Why Do We Have Wisdom Teeth?


The growth of wisdom teeth typically signifies the onset of adulthood, and marks the last stage of dental development. The teeth, which are technically the third molars, typically grow between the ages of 17 and 25. This period is known as the “age of wisdom,” which explains the name ‘wisdom teeth.’

According to Louis Rafetro, an oral surgeon based in Delaware, most people’s wisdom teeth are very unlikely to function normally, and are thus virtually useless. Which now leads us to the question, why then do we have wisdom teeth?

Importance of Wisdom Teeth

One common theory suggests that nature endowed our ancestors with third molars (wisdom teeth) to help them better chew their food. At the time, the human diet consisted of raw, hard foods such as bushmeat, roots, and nuts.

Over time, the reliance on wisdom has significantly reduced due to the discovery of fire to cook meals, and soft foods. Matter of fact, some people, mostly those born in agricultural areas, never develop third molars.
○ ○ ○
__PROBLEMS AND TASKS__.
**1)** Reproduce the wisdom teeth passage word for word, starting at "Over time, the" and ending at "develop third molars.".
**2)** Answer these questions using the wisdom teeth passage:
(a) Between what ages do wisdom teeth typically grow?
(b) Where is oral surgeon Louis Rafetro based?
(c) What foods made up the human diet when, according to one theory, ancestors were given third molars?
The records that come next are from a separate source.

__INFORMATION PROVIDED__.
○ ○ ○
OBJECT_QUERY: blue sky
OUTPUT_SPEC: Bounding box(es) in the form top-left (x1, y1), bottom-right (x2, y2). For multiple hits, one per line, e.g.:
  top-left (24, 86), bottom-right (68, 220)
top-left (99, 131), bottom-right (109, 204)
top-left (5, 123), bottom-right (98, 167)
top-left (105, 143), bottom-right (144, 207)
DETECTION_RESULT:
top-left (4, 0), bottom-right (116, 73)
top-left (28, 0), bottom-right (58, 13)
○ ○ ○
__YOUR WRITTEN ANSWERS__.
**1)**
Over time, the reliance on wisdom has significantly reduced due to the discovery of fire to cook meals, and soft foods. Matter of fact, some people, mostly those born in agricultural areas, never develop third molars.

**2)**
(a) Between 17 and 25.
(b) Delaware.
(c) Raw, hard foods such as bushmeat, roots, and nuts.